Object point labels

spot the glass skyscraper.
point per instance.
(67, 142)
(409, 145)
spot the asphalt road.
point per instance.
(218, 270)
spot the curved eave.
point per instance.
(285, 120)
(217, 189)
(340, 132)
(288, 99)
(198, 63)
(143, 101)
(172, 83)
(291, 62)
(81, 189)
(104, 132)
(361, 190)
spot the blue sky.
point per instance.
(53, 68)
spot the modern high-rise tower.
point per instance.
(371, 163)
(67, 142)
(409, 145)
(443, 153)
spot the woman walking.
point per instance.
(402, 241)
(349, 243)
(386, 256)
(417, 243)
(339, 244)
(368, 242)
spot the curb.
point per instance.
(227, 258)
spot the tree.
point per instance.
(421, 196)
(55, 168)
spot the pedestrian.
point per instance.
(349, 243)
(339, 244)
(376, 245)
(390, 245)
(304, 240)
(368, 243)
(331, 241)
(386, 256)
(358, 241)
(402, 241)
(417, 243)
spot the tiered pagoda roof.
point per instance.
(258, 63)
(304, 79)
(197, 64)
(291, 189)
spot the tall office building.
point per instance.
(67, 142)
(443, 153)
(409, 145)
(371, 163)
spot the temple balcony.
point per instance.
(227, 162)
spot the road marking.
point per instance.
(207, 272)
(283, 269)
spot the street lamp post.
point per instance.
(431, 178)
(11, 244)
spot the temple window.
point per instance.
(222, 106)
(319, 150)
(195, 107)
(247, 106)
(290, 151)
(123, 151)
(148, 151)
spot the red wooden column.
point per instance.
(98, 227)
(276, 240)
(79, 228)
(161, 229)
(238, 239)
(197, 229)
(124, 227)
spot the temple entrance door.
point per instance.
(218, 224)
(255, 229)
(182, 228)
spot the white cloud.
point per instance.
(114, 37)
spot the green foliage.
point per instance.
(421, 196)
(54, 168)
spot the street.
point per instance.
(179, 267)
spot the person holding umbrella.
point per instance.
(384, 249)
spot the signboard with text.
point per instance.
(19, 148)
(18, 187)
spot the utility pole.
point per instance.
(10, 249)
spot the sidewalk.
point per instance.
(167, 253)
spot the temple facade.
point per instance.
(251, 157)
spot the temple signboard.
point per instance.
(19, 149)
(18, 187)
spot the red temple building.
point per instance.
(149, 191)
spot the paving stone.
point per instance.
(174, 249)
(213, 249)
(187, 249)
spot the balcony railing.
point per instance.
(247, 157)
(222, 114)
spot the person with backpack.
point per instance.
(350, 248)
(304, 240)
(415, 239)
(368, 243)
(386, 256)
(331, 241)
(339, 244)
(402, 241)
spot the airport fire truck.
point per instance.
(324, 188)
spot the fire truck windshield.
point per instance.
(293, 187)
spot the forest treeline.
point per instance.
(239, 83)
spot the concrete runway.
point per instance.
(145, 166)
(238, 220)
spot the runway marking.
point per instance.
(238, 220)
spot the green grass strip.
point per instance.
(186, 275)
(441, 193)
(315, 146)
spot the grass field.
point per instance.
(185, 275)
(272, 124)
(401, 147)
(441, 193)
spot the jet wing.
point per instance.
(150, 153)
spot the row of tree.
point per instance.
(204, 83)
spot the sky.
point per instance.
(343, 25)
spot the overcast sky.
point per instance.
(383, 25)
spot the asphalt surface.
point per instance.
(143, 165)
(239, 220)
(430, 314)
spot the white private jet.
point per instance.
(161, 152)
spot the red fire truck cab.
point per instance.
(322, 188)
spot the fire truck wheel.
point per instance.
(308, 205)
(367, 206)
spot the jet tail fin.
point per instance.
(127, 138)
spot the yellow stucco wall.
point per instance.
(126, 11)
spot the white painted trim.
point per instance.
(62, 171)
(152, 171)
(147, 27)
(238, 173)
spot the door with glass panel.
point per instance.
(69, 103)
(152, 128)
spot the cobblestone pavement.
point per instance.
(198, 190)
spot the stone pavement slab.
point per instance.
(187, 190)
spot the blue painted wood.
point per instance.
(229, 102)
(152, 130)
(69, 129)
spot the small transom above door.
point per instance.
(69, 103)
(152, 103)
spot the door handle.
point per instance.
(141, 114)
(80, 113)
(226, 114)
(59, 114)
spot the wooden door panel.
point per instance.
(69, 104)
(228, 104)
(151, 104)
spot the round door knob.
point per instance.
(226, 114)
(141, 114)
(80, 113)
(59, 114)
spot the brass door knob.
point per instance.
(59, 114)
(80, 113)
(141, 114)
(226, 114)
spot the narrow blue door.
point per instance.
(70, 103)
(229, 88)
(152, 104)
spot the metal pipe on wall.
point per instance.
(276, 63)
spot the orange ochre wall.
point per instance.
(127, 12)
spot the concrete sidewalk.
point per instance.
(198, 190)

WHAT YOU WILL DO:
Please turn every line of the records above into a JSON list of strings, one string per line, with blank lines left out.

OUTPUT FOR THIS TASK:
[
  "spot the glass skyscraper.",
  "point per instance.",
  "(67, 142)",
  "(409, 145)",
  "spot the asphalt road.",
  "point per instance.",
  "(218, 270)",
  "spot the curved eave.",
  "point per instance.",
  "(285, 120)",
  "(217, 189)",
  "(340, 132)",
  "(288, 99)",
  "(198, 63)",
  "(143, 101)",
  "(172, 83)",
  "(291, 62)",
  "(81, 189)",
  "(104, 132)",
  "(361, 190)",
  "spot the blue sky.",
  "point per instance.",
  "(53, 68)",
  "spot the modern high-rise tower.",
  "point per instance.",
  "(371, 163)",
  "(67, 142)",
  "(409, 145)",
  "(443, 153)",
  "spot the woman walking.",
  "point per instance.",
  "(402, 241)",
  "(349, 243)",
  "(386, 256)",
  "(417, 243)",
  "(339, 244)",
  "(368, 242)",
  "spot the curb.",
  "point per instance.",
  "(227, 258)",
  "spot the tree.",
  "point per instance.",
  "(421, 196)",
  "(55, 168)",
  "spot the pedestrian.",
  "point per instance.",
  "(349, 243)",
  "(339, 244)",
  "(376, 245)",
  "(390, 245)",
  "(304, 240)",
  "(368, 243)",
  "(331, 241)",
  "(386, 256)",
  "(358, 241)",
  "(402, 241)",
  "(417, 243)",
  "spot the tiered pagoda roof.",
  "point per instance.",
  "(258, 63)",
  "(304, 79)",
  "(197, 64)",
  "(291, 189)",
  "spot the tall office building.",
  "point per instance.",
  "(67, 142)",
  "(443, 153)",
  "(409, 145)",
  "(371, 163)",
  "spot the temple balcony.",
  "point per instance.",
  "(227, 162)",
  "spot the road marking.",
  "point per instance.",
  "(207, 272)",
  "(283, 269)",
  "spot the street lamp post.",
  "point per instance.",
  "(431, 178)",
  "(11, 244)",
  "spot the temple window.",
  "point per instance.",
  "(222, 106)",
  "(319, 150)",
  "(195, 107)",
  "(247, 106)",
  "(290, 151)",
  "(123, 151)",
  "(148, 151)",
  "spot the red wooden column.",
  "point per instance.",
  "(98, 227)",
  "(276, 240)",
  "(79, 228)",
  "(161, 229)",
  "(238, 239)",
  "(197, 229)",
  "(124, 227)",
  "spot the temple entrance door.",
  "point per instance.",
  "(218, 224)",
  "(255, 229)",
  "(182, 228)",
  "spot the white cloud.",
  "point per instance.",
  "(114, 37)",
  "spot the green foliage.",
  "point per instance.",
  "(421, 196)",
  "(54, 168)",
  "spot the street.",
  "point per instance.",
  "(179, 267)",
  "spot the person holding umbrella.",
  "point per instance.",
  "(384, 249)",
  "spot the signboard with text.",
  "point per instance.",
  "(19, 148)",
  "(18, 187)",
  "spot the utility pole.",
  "point per instance.",
  "(10, 249)",
  "spot the sidewalk.",
  "point per instance.",
  "(167, 253)",
  "spot the temple facade.",
  "point per instance.",
  "(251, 157)",
  "spot the temple signboard.",
  "point per instance.",
  "(19, 149)",
  "(18, 187)",
  "spot the red temple building.",
  "point per instance.",
  "(149, 191)",
  "spot the paving stone.",
  "point per instance.",
  "(174, 249)",
  "(213, 249)",
  "(187, 249)",
  "spot the balcony railing.",
  "point per instance.",
  "(247, 157)",
  "(222, 114)",
  "spot the person with backpack.",
  "point per instance.",
  "(350, 248)",
  "(304, 240)",
  "(415, 239)",
  "(368, 243)",
  "(386, 256)",
  "(331, 241)",
  "(339, 244)",
  "(402, 241)",
  "spot the airport fire truck.",
  "point per instance.",
  "(324, 188)",
  "spot the fire truck windshield.",
  "point per instance.",
  "(293, 187)",
  "spot the forest treeline.",
  "point per instance.",
  "(239, 83)",
  "spot the concrete runway.",
  "point per instance.",
  "(145, 166)",
  "(238, 220)",
  "spot the runway marking.",
  "point per instance.",
  "(238, 220)",
  "spot the green grass strip.",
  "point per instance.",
  "(186, 275)",
  "(441, 193)",
  "(315, 146)",
  "spot the grass field.",
  "point per instance.",
  "(185, 275)",
  "(272, 124)",
  "(401, 147)",
  "(441, 193)",
  "spot the jet wing.",
  "point per instance.",
  "(150, 153)",
  "spot the row of tree.",
  "point per instance.",
  "(204, 83)",
  "spot the sky.",
  "point per instance.",
  "(343, 25)",
  "spot the overcast sky.",
  "point per instance.",
  "(383, 25)",
  "spot the asphalt surface.",
  "point per instance.",
  "(143, 165)",
  "(239, 220)",
  "(430, 314)",
  "spot the white private jet.",
  "point per instance.",
  "(161, 152)",
  "spot the red fire truck cab.",
  "point per instance.",
  "(322, 188)",
  "spot the fire truck wheel.",
  "point per instance.",
  "(308, 205)",
  "(367, 206)",
  "spot the jet tail fin.",
  "point per instance.",
  "(127, 138)",
  "spot the yellow stucco wall.",
  "point per instance.",
  "(126, 11)",
  "spot the white painted trim.",
  "point per instance.",
  "(62, 171)",
  "(152, 171)",
  "(147, 27)",
  "(238, 173)",
  "spot the door with glass panel.",
  "point per instance.",
  "(69, 103)",
  "(152, 128)",
  "spot the cobblestone pavement.",
  "point per instance.",
  "(198, 190)",
  "spot the stone pavement slab.",
  "point per instance.",
  "(187, 190)",
  "spot the blue painted wood.",
  "point per instance.",
  "(229, 102)",
  "(152, 130)",
  "(69, 129)",
  "spot the small transom above door.",
  "point per instance.",
  "(69, 103)",
  "(152, 103)",
  "spot the door handle.",
  "point per instance.",
  "(141, 114)",
  "(80, 113)",
  "(226, 114)",
  "(59, 114)",
  "spot the wooden door panel.",
  "point per instance.",
  "(69, 104)",
  "(228, 104)",
  "(151, 104)",
  "spot the round door knob.",
  "point per instance.",
  "(226, 114)",
  "(141, 114)",
  "(80, 113)",
  "(59, 114)",
  "spot the brass door knob.",
  "point per instance.",
  "(59, 114)",
  "(80, 113)",
  "(141, 114)",
  "(226, 114)",
  "spot the narrow blue door.",
  "point per instance.",
  "(70, 103)",
  "(229, 88)",
  "(152, 104)",
  "spot the metal pipe on wall.",
  "point per instance.",
  "(276, 63)",
  "spot the orange ochre wall.",
  "point per instance.",
  "(127, 12)",
  "spot the concrete sidewalk.",
  "point per instance.",
  "(198, 190)"
]